=== Source passage ===
2014 Farmers Weekly Arable Farmer finalists revealed

This year’s Arable finalists come from the heartland of East Anglia. All have a keen interest in soil fertility, have virtually vanquished blackgrass and invested heavily in modern machinery to cut overall running costs.
David Jones reports on three growers operating at the very top of their game.
Tom Bradshaw
Fletchers Farm, Fordham, Colchester, Essex
Tom Bradshaw is passionate about his soils and hopes by lengthening his contract farming deals he can push up organic matter and create a more sustainable agriculture.
He has expanded rapidly from a small Essex family farm 13 years ago by taking on the cropping on other neighbouring farms and then starred in the BBC’s Harvest programme last year.
His interest in soils was sparked when the dairy herd on the home farm was sold a decade ago and he noticed how easier the new arable soil was to work than some of his contract-farmed land.
This prompted him to successfully apply for a Nuffield study tour scholarship in 2011, where he was particularly impressed with a pioneer of direct drilled crops in Argentina.
There, on soils with 35% clay content and heavy rainfall, he saw crops immaculately produced with no visible soil compaction.
Back home, he realised organic matter was being lost in arable soils and, as this helps store water, provide nitrogen and resist compaction, then fertility is likely to be declining.
Farm facts
- Small family farm of 68ha, but farms a total of 1,604ha with contract farming operations
- Works with seven different landowners within a 22-mile radius of the home farm, covering a range of soil types
- Cropping consists of 791ha of wheat, 350ha of oilseed rape, 107ha of winter barley, 86ha of spring barley, 55ha of spring barley, 18ha of sugar beet and rest in grassland
- Two full-time staff plus others at harvest time
Setting priorities
Rotations, reduced cultivations, and the future use of cover crops are now his priorities for his farming clients across his 1,604ha.
“We have to farm every acre like we are farming it forever,” he says.
Mr Bradshaw’s belief that troublesome weeds such as blackgrass can only be controlled by rotation reinforced his desire for longer-term farming contracts.
His first contracts were mapped out when he and his older brother were still at university, and he signed up his first farm in 2001 and two more followed during the next year.
Mr Bradshaw returned to the 86ha home farm in 2004, in the village of Fordham, five miles west of Colchester, with some big ideas.
The dairy herd was sold and replaced by a successful equestrian unit – helped by Essex having the highest horse population per capita in England – with a firm focus on arable.
He implemented a number of changes, such as detailed soil analysis, placing fertiliser next to the seed at drilling, changing to liquid fertiliser, wider tramlines and using cover crops to cut nutrient leaching and reduce soil erosion.
The business was built on second-hand machinery, but by 2012 the repair bill was rising out of control and forcing a rethink.
A fleet deal for two combines plus tractors was agreed with Case IH. This cut the repair bill by more than £40,000/year, and actually reduced costs per hectare.
Cutting with two combines rather than one raised costs by £7.50/ha but it was a price worth paying for his disparate farming enterprise and avoided the nightmare of combine breakdowns at harvest 2012.
He bought his older brother out of the business in 2010, and now runs it in partnership with his mother and father.
He works to no strict rotation but grows for the market. However, if there is bad blackgrass then he looks to two spring crops such as barley and beans to control the weed.
===
> Objectives
#1 Return the stretch of the Farmers Weekly article from "Back home, he" through "to be declining.", copied word for word.
#2 Decide whether each statement agrees with the Farmers Weekly article, answering yes or no and quoting the words that settle it: (a) Tom Bradshaw won a Nuffield study tour scholarship in 2011. (b) The fleet deal with Case IH raised the repair bill. (c) Tom Bradshaw runs the business in partnership with his older brother.
#3 Write what comes next in the Farmers Weekly article, picking up after its final sentence.
=== Data lines ===
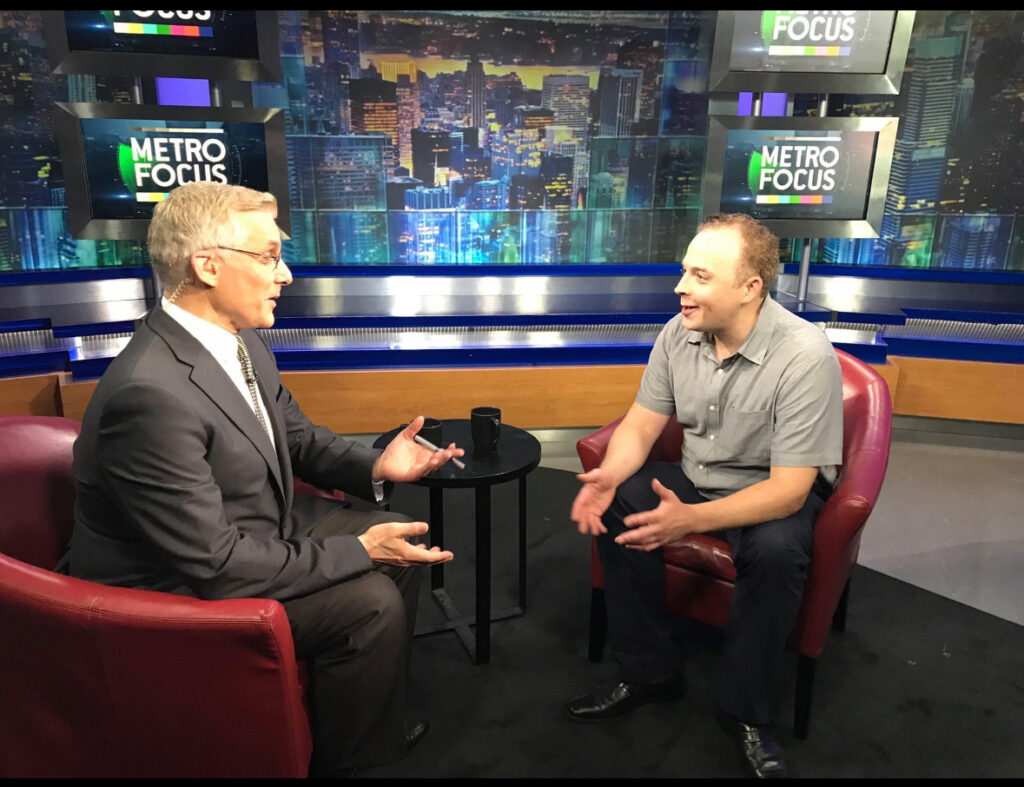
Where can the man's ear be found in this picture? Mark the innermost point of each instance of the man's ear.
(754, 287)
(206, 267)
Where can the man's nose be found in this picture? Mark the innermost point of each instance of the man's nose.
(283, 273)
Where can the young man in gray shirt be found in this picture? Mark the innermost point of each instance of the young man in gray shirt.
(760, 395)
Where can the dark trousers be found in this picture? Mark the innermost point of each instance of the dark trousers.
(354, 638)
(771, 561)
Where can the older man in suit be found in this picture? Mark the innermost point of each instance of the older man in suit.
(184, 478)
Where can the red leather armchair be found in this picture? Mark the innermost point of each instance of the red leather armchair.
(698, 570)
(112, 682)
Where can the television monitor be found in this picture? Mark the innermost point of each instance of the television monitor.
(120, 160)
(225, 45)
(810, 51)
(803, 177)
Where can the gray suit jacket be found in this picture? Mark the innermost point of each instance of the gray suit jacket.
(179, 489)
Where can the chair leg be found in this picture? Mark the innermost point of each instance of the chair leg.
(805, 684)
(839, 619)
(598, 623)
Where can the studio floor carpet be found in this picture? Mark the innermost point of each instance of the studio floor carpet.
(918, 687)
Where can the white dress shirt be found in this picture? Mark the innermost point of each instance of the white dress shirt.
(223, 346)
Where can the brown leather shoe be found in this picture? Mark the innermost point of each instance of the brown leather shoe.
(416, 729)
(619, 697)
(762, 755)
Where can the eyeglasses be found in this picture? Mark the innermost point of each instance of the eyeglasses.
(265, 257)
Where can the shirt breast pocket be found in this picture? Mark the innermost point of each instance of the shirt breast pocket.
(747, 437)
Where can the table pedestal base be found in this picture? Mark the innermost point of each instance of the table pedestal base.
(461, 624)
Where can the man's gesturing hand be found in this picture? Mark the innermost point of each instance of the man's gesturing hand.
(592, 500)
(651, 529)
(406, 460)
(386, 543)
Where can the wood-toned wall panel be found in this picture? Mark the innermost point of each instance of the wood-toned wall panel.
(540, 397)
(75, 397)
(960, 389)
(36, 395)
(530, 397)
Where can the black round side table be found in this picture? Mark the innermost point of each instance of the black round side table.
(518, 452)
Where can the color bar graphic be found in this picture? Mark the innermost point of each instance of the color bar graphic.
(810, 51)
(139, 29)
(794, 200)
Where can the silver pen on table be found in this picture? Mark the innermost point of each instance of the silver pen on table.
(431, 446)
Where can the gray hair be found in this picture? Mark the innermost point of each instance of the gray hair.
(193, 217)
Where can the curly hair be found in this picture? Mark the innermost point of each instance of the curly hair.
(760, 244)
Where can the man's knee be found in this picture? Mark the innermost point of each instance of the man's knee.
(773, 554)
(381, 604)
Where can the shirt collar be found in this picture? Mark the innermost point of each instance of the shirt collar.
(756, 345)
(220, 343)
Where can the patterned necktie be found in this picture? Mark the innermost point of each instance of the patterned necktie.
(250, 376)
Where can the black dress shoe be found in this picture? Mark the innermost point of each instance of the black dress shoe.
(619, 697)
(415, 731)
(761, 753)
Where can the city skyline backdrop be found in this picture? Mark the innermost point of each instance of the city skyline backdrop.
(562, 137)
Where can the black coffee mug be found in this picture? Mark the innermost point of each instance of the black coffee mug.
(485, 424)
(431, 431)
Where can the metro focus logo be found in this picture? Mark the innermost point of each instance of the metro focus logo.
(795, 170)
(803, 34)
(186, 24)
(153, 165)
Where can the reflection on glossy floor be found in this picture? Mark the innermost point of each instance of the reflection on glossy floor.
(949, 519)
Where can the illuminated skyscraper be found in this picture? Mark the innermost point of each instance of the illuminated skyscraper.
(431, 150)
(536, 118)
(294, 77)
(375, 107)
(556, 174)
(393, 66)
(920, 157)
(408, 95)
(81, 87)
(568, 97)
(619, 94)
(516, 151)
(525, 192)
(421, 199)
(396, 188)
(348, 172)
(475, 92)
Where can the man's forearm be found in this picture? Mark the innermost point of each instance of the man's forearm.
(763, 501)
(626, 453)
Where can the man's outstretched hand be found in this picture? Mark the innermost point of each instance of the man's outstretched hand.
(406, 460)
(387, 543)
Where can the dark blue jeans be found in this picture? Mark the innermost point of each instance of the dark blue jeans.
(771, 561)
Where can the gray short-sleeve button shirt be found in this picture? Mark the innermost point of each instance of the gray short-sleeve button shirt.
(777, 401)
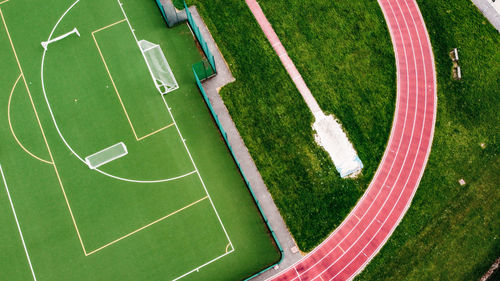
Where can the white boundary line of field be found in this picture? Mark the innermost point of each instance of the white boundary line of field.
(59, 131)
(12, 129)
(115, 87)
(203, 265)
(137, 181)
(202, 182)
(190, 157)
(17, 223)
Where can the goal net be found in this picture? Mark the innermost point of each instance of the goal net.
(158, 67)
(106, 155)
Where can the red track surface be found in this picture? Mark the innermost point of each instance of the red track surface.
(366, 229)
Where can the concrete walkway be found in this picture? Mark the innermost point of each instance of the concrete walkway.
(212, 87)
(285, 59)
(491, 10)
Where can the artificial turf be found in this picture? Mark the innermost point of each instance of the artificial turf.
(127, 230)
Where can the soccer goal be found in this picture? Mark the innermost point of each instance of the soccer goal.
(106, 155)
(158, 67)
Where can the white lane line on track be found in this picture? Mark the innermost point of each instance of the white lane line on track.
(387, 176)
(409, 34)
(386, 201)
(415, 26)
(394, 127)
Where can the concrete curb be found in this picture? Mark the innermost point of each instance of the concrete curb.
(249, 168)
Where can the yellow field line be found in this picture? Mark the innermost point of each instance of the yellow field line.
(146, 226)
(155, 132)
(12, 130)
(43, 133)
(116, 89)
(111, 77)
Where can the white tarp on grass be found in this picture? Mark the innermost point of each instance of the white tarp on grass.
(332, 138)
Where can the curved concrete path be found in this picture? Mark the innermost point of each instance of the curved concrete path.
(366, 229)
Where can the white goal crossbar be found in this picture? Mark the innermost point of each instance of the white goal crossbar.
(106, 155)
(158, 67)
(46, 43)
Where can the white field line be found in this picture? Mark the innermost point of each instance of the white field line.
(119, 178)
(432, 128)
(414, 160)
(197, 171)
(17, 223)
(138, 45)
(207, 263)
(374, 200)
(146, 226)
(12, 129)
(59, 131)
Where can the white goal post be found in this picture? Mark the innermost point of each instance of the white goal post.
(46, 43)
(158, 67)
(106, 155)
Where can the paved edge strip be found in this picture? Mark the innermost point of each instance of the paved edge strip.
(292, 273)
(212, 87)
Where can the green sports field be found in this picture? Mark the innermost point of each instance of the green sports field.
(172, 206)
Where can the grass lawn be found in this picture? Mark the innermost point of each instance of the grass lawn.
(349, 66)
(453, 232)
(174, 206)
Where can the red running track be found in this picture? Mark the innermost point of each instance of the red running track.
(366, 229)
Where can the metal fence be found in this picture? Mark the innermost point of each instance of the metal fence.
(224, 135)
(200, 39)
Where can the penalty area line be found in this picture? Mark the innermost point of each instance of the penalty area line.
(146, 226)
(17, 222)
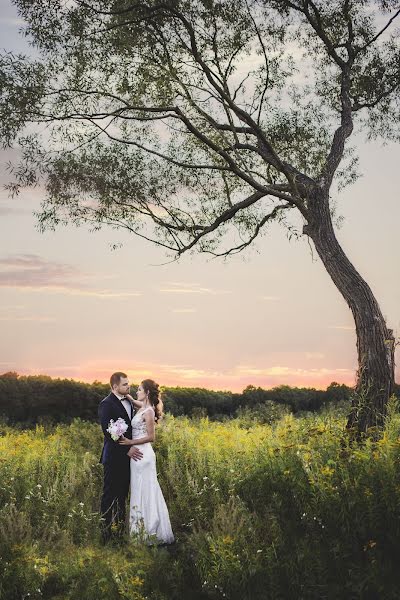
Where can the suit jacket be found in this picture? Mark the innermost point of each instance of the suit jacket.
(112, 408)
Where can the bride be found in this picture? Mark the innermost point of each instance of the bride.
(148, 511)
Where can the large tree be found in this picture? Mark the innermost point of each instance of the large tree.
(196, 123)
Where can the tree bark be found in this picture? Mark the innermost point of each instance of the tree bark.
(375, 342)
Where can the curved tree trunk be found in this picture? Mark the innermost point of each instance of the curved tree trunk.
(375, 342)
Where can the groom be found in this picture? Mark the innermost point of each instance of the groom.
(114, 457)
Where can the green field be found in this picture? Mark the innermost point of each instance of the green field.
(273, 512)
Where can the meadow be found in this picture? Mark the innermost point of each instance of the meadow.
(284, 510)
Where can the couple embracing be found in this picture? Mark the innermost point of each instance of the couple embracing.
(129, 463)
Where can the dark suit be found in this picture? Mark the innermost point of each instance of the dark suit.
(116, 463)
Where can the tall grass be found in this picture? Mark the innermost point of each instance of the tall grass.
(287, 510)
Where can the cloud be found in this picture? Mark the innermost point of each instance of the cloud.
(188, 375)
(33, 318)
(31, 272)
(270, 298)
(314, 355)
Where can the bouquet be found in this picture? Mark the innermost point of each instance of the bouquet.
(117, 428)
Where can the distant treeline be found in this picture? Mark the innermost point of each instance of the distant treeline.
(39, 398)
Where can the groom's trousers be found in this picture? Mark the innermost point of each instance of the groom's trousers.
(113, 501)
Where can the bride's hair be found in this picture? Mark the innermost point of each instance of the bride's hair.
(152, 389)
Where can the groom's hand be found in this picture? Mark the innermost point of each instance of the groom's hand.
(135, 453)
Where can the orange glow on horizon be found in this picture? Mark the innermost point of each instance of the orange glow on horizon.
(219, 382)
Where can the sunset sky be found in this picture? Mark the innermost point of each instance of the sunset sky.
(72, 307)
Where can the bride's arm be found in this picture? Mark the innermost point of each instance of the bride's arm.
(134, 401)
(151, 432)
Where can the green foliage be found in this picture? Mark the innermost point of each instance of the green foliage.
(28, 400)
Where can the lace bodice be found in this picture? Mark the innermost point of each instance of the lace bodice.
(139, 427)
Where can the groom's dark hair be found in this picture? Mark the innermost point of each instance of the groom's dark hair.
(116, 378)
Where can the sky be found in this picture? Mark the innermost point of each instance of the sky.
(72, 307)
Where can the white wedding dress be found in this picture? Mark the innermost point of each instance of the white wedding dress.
===
> Answers by task
#1
Back home, he realised organic matter was being lost in arable soils and, as this helps store water, provide nitrogen and resist compaction, then fertility is likely to be declining.

#2
(a) Yes: "successfully apply for a Nuffield study tour scholarship in 2011"
(b) No: "This cut the repair bill by more than £40,000/year"
(c) No: "He bought his older brother out of the business in 2010, and now runs it in partnership with his mother and father."

#3
“We can only manage blackgrass by rotation, so that is the reason we are looking for more long-term contract agreements,” he says.
TV star
His Nuffield scholarship brought him to the attention of television and he starred in the BBC Harvest programme last year, which attracted up to three million viewers.
The programme was sold to him as an “opportunity to reconnect the public with farming” and he says it can only be deemed a success, with no financial gain to himself.
Back on his home farm he is experimenting with cover crops such as spring oats, drilled directly after the combine. He has selected black oats for their strong rooting, which in turn helps to improve soil structure. “We hope having land bare over winter will soon be history,” he adds.
Andrew Francis
Elveden Farms, Suffolk
Britain’s biggest arable estate takes some managing. One-and-a-quarter the size of Jersey in the Channel Islands, with 40 full-time farm staff, Elveden is a tough task for one man.
Throw in growing intensive vegetables on the lightest land in England, struggles with water shortages and protecting endangered bird species, and it’s quite a job.
Andrew Francis and his dedicated team churn out a plethora of potatoes, onions, carrots, parsnips and cereals on sandy soils naturally depleted of nutrients and not the easiest to manage.
The big Breckland estate in the top north-west corner of Suffolk encompasses woods and open heathland as well as arable land growing 6% of the UK’s onions, and enough rye for one in six of all Ryvita biscuits.
Out of the wilderness
The word Breckland derives from broken land where crops were only grown for one year. But massive irrigation work transformed this wilderness to productive farming land.
Farm facts
- The Elvedon Estate stretches over 9,400ha, of which 3,500ha is arable with the rest woodland and heathland
- A six-year rotation includes potatoes-onions-cereal-carrot or parsnips-cereal-cereal, with 550ha each in potatoes and onions, and 450ha in carrots and parsnips, 1,600ha of combinable crops with 350ha of variable grassland
- Some 40 full-time farm staff as part of 200 full-time employees across the whole estate
Mr Francis’ aim is to maintain soil fertility on these free-draining, low-nutrient soils with plenty of manure from the estate’s cattle and pig units and a six-year rotation with three years of cereals and three of vegetables.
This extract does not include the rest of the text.